→ Task prompt:
Scan the entries below for the string "jacket" and copy every line where it turns up.

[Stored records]

________________

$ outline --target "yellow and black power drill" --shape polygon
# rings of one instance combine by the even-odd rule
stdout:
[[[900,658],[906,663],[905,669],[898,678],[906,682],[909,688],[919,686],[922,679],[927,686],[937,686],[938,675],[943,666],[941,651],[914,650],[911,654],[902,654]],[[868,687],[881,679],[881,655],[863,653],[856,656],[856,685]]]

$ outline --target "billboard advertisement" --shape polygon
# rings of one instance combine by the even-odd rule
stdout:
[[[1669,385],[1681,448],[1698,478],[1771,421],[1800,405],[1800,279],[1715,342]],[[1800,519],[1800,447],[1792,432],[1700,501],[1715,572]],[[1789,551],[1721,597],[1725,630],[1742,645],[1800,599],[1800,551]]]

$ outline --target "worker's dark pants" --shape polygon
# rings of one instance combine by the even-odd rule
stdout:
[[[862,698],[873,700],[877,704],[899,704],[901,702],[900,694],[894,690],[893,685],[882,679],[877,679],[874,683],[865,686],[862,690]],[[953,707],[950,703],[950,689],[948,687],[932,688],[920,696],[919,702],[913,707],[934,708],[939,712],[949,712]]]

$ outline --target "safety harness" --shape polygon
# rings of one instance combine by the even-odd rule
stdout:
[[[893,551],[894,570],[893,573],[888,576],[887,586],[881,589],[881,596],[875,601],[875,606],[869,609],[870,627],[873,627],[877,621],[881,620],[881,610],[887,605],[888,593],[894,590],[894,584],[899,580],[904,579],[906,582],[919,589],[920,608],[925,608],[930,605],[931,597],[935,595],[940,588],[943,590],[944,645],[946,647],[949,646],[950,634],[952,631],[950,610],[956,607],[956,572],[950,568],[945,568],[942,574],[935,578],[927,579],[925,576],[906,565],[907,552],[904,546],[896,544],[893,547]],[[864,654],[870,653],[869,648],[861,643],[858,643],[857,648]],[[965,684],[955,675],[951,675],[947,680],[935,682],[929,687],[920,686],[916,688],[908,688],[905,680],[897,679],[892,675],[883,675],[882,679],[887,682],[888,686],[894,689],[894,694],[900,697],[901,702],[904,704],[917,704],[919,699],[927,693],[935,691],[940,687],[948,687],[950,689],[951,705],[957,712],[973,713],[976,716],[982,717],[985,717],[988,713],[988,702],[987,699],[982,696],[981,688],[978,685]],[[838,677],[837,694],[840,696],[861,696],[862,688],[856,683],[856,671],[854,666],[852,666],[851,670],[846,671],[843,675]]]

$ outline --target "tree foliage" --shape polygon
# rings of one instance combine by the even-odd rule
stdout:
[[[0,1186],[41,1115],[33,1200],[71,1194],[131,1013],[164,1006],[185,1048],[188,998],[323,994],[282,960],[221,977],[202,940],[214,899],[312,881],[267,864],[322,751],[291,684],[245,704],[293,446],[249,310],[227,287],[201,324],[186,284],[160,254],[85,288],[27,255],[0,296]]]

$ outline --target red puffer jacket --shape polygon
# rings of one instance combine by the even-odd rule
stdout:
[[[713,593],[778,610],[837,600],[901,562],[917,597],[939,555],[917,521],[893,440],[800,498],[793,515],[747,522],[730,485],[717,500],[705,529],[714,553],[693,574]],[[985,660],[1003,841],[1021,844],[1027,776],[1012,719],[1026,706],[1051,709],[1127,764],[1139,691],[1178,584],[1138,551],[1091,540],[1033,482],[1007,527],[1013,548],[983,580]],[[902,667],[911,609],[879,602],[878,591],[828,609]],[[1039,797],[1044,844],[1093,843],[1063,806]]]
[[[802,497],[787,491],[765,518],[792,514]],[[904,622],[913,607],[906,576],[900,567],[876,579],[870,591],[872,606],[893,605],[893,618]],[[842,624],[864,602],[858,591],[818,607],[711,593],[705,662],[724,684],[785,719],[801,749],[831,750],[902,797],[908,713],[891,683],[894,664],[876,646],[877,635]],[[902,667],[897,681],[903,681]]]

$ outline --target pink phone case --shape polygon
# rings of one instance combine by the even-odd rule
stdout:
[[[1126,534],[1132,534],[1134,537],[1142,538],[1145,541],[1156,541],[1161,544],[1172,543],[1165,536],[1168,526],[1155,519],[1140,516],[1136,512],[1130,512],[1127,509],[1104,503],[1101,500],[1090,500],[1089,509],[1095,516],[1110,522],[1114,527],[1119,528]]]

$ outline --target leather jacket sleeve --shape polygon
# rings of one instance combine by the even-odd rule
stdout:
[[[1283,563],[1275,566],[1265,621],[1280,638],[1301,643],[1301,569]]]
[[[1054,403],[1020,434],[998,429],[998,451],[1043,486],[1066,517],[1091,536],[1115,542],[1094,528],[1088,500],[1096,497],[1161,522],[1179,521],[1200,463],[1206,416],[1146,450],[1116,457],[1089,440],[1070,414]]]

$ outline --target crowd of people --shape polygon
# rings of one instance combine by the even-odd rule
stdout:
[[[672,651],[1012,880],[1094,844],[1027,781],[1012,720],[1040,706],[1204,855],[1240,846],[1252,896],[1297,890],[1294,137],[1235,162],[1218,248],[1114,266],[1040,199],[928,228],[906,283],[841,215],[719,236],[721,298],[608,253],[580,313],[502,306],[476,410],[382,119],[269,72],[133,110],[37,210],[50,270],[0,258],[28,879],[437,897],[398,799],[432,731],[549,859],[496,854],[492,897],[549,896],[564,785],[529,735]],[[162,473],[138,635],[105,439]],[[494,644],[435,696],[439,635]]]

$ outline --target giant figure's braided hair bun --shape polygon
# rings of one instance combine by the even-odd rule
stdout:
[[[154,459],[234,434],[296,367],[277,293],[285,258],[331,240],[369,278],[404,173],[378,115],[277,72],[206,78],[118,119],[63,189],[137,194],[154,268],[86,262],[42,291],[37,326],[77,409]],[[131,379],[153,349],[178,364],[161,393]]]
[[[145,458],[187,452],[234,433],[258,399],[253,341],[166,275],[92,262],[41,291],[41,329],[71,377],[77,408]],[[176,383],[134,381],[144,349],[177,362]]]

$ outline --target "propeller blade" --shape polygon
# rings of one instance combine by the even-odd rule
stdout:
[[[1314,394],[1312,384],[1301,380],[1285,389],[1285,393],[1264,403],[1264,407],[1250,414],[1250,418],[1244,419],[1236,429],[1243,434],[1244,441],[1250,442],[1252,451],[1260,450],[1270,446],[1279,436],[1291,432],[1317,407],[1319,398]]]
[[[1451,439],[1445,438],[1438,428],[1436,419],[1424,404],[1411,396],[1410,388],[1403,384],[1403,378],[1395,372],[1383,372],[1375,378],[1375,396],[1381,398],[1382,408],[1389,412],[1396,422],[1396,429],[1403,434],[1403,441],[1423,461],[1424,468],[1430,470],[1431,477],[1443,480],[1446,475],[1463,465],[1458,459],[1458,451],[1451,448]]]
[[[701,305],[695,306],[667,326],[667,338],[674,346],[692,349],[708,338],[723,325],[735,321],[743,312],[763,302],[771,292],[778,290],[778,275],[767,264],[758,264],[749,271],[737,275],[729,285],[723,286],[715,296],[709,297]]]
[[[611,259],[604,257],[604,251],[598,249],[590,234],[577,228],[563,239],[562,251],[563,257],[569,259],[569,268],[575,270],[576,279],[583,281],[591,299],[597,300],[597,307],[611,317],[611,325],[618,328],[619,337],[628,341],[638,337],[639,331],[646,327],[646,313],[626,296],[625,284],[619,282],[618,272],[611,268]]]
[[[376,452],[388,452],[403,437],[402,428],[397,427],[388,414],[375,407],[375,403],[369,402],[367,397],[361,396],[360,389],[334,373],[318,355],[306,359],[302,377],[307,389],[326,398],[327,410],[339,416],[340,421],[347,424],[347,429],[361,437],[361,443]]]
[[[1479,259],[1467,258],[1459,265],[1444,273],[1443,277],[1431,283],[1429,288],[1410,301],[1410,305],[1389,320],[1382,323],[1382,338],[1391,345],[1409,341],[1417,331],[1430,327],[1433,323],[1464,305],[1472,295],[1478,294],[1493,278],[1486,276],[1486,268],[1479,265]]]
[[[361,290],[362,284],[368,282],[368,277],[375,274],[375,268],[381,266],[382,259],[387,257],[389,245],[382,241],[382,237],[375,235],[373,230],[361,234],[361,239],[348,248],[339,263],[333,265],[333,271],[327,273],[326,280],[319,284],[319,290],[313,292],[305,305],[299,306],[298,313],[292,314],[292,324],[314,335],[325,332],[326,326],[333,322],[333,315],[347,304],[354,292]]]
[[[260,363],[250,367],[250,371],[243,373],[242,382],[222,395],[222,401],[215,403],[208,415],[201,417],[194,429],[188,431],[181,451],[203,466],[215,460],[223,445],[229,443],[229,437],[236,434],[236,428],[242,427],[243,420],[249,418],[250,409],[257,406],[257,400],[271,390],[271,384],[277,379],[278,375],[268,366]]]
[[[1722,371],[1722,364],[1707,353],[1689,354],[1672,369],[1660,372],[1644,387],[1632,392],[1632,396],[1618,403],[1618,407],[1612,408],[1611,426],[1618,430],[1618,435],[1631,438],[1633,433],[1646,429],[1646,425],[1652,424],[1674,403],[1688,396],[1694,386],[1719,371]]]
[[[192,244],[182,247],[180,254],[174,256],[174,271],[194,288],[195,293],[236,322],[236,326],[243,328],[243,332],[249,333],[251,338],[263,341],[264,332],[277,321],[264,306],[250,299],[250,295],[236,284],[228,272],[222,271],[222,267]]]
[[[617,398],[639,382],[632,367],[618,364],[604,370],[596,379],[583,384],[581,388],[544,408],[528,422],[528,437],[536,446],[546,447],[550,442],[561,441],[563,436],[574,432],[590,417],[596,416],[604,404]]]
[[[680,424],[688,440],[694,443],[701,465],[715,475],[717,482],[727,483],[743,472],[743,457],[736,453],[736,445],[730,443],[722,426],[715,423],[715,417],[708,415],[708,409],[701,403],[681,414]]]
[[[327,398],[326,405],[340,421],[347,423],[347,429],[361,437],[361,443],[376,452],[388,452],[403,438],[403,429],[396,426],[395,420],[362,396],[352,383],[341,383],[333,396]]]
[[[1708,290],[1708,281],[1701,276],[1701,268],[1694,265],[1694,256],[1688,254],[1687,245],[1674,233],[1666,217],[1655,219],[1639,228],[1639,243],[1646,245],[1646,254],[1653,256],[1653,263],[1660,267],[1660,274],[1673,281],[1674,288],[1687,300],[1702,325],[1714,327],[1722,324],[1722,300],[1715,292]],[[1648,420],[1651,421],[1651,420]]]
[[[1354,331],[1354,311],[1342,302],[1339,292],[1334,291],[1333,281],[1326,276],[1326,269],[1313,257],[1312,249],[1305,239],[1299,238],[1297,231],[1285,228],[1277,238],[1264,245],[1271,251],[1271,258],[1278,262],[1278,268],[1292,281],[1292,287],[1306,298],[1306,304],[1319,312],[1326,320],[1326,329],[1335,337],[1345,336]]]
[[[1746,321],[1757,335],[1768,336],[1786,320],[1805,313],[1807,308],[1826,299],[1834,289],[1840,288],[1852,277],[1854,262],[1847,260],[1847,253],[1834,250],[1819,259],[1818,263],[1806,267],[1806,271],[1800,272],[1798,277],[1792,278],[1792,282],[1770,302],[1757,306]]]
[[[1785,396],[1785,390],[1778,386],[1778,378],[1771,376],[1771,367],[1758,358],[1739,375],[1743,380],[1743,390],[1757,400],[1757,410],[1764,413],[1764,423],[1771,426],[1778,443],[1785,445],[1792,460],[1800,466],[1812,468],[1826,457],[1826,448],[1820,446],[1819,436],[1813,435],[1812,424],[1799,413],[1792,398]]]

________________

→ Output of the exercise:
$ outline --target red puffer jacket --shape polygon
$ outline --target leather jacket sleeve --shape polygon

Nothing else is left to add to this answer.